*Source passage*
Tuesday, March 22, 2011

One Costume, Three Countries. Nadbuzhansk, Zabuzhia, Damachow Costume, Poland, Bielorus and Ukraine

Hello all, today I am going to talk about the costume from the region where the Polish, Ukrainian and Belarussian borders come together. I have found references to this costume from books covering each of these three nationalities. I will try very hard to present this as impartially as possible.
Very short and oversimplified history of the region. It was part of the Volyn' Principality in the days of Kievan Rus', was later incorporated into the Lithuanian empire, and then became part of the Polish Empire.
When the Polish Empire was partitioned, this area went to the Austrian Empire, then became part of the multi-ethnic state of Poland after WWI. After WWII, the border was drawn along the northern Buh [Bog] river. Most of this region is now within the present Polish boundaries. This is enough to show the multi ethnic influences on this region. My sources agree that Polish started settling in this region from Mazovia in the 14th cent. Ukrainians on the Polish side of the border were resettled either across the border or in western Poland at the end of WWII. There were distinctive local dialects in this region that are quickly dying out under the influence of the Literary Languages of the three states respectively.

*Your tasks*
• 1. Name every state or empire that the border-region costume post says this area belonged to over time.
• 2. According to the border-region costume post, where did Polish settlers come from, and in what century did they begin settling the region?
• 3. Extend the border-region costume post, picking up after its final sentence about the local dialects.
The data plays no part in the work here.

*Extracted information*
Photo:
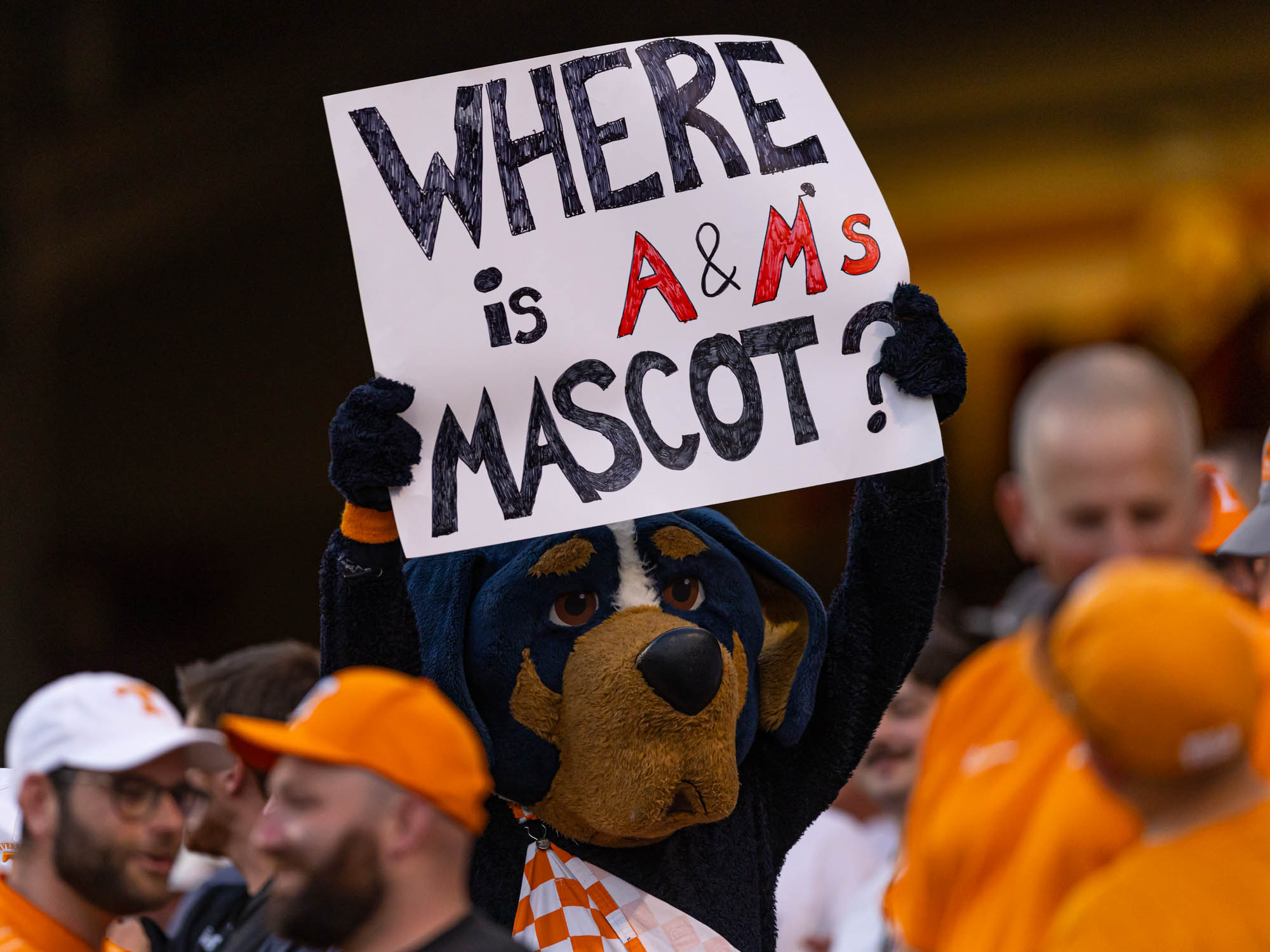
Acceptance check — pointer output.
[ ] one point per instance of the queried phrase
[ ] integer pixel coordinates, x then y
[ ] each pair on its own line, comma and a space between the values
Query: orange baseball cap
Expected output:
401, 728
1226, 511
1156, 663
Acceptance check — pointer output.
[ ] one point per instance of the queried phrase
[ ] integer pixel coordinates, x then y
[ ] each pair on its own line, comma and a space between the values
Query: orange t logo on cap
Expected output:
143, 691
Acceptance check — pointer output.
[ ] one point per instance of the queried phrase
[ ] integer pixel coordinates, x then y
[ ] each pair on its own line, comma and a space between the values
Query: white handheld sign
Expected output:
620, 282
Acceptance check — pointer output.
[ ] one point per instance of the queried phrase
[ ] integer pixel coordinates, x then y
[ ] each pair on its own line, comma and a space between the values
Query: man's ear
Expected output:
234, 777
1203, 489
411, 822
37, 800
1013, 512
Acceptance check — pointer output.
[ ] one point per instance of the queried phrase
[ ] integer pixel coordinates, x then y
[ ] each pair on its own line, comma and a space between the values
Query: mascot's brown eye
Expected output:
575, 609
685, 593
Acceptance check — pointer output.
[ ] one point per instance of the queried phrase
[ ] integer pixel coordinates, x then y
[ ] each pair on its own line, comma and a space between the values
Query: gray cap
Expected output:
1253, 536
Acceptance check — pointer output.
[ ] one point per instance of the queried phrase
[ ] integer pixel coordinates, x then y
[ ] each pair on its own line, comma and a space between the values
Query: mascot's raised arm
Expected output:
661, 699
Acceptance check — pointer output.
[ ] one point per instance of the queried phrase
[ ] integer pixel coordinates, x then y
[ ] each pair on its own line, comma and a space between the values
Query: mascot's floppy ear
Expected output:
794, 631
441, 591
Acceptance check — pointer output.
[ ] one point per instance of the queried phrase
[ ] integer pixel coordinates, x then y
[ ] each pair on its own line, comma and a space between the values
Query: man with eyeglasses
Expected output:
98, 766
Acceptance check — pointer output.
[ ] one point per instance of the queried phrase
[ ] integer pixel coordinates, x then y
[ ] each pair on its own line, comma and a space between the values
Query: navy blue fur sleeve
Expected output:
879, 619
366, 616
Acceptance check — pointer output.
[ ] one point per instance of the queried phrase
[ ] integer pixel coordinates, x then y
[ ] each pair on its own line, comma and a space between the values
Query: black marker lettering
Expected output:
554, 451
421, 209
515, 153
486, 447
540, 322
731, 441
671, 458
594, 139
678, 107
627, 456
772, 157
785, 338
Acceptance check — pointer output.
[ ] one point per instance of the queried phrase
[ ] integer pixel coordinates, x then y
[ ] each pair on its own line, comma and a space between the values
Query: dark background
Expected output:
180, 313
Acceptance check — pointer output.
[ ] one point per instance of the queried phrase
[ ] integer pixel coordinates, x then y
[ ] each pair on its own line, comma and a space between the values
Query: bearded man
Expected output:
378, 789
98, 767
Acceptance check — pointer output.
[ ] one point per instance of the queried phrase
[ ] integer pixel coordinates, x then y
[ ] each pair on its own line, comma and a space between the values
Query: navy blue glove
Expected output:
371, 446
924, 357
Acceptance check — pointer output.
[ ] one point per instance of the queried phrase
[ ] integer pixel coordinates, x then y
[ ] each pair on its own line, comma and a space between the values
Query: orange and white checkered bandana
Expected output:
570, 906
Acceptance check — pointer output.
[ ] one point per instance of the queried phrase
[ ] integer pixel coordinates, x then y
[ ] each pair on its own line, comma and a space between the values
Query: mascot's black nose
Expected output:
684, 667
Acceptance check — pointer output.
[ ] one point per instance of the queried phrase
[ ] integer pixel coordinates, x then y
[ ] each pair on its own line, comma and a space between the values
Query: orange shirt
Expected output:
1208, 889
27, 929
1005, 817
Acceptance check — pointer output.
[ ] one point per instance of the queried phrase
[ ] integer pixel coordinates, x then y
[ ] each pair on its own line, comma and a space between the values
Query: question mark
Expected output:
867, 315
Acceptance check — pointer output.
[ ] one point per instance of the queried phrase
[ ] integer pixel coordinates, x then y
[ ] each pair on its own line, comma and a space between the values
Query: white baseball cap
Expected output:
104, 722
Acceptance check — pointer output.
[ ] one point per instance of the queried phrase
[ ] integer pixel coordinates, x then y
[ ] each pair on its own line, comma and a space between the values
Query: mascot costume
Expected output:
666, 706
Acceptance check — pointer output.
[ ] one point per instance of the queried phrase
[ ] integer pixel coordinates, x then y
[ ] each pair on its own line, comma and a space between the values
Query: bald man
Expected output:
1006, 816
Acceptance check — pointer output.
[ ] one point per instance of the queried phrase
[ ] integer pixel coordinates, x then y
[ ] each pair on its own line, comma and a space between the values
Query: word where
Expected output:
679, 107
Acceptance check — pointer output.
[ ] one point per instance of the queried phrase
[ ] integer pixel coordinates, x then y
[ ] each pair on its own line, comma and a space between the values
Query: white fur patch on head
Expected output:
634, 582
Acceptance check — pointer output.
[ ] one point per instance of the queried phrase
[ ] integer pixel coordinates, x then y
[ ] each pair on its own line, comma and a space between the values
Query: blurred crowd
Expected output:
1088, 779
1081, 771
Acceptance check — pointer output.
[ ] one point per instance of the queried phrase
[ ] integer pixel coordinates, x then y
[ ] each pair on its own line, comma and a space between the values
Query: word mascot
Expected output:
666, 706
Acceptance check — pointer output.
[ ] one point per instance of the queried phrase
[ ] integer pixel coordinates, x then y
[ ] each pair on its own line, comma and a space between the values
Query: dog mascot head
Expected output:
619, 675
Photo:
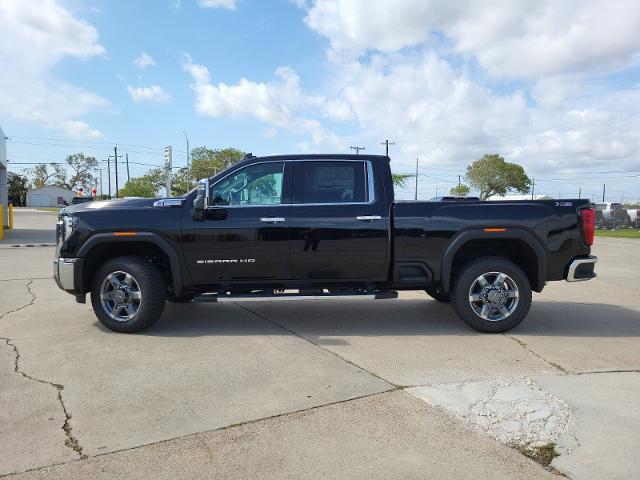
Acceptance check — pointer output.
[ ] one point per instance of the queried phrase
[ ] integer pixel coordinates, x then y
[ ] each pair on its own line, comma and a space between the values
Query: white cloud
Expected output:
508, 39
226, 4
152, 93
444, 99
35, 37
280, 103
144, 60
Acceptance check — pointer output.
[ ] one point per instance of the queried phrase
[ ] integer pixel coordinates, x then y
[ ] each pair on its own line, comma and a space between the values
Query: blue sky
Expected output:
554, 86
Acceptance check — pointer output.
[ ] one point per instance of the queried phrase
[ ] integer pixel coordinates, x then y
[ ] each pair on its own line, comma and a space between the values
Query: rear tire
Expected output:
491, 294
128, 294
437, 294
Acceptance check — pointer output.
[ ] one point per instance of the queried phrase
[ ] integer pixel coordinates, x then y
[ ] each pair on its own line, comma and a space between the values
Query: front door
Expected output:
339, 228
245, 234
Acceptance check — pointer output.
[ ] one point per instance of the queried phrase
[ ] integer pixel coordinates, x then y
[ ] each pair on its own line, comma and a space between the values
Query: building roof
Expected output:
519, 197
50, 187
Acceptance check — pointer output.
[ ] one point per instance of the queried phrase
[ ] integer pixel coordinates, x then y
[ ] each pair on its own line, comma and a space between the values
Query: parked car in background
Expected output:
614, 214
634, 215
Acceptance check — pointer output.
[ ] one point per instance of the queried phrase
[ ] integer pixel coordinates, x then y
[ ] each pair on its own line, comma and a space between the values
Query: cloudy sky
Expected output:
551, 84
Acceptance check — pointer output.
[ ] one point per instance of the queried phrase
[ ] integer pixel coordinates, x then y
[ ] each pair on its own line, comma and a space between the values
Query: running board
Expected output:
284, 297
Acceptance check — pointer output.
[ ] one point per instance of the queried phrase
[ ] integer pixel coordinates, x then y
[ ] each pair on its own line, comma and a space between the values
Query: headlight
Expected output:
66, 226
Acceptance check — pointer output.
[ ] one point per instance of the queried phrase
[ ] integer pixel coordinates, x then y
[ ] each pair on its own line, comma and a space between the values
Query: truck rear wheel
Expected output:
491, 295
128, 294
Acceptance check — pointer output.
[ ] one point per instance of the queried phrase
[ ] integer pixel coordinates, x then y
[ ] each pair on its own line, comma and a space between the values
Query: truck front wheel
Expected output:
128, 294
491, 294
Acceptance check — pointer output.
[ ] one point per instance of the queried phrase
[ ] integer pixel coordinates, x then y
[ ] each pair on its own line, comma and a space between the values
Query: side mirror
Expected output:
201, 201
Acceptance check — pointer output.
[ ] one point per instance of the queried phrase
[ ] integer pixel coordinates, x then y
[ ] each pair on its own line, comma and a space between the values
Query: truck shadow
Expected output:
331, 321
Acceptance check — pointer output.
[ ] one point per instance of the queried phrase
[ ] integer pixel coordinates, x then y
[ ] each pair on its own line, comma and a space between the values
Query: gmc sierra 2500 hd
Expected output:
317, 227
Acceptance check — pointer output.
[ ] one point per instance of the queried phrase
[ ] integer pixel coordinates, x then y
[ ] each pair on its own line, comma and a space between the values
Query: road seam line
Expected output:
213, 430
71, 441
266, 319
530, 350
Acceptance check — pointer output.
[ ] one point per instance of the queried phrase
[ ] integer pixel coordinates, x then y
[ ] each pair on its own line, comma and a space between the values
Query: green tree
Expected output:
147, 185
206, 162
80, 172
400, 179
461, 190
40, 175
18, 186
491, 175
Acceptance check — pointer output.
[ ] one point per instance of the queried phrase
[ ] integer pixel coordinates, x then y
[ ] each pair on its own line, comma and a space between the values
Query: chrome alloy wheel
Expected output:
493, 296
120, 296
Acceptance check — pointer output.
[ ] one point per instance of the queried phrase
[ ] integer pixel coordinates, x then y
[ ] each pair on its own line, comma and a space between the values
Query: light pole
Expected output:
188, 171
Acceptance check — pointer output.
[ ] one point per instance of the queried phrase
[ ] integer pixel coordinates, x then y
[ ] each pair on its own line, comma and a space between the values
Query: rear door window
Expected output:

*Answers to the problems*
• 1.
- Volyn' Principality (in the days of Kievan Rus')
- Lithuanian empire
- Polish Empire
- Austrian Empire
- Multi-ethnic state of Poland (after WWI)

• 2. They came from Mazovia and began settling in the 14th century.

• 3.
Here is the Damachow costume as presented by Mikhas' Ramaniuk in his book 'Belaskaie Narodnaie Adzennie'.

This was taken in 1910 in the village of Chersk, the region along the east bank of the Buh [Bog] river [in Ukrainian and Belaussian pronounced Boo-h, the h must be pronounced, in Polish pronounced Boog, with a long oo] south of the city of Brest.
Kul'chytska, in her book on western Ukrainian costumes gives us these sketches made in 1937 in the village of Zabuzhia, along the eastern banks of the Buh [Bog] in the northwest corner of Ukraine.

Here is a print from the Polish book 'Stroj Podlaski (Nadbuzanski)' by Janusz Swiezy, published in 1958.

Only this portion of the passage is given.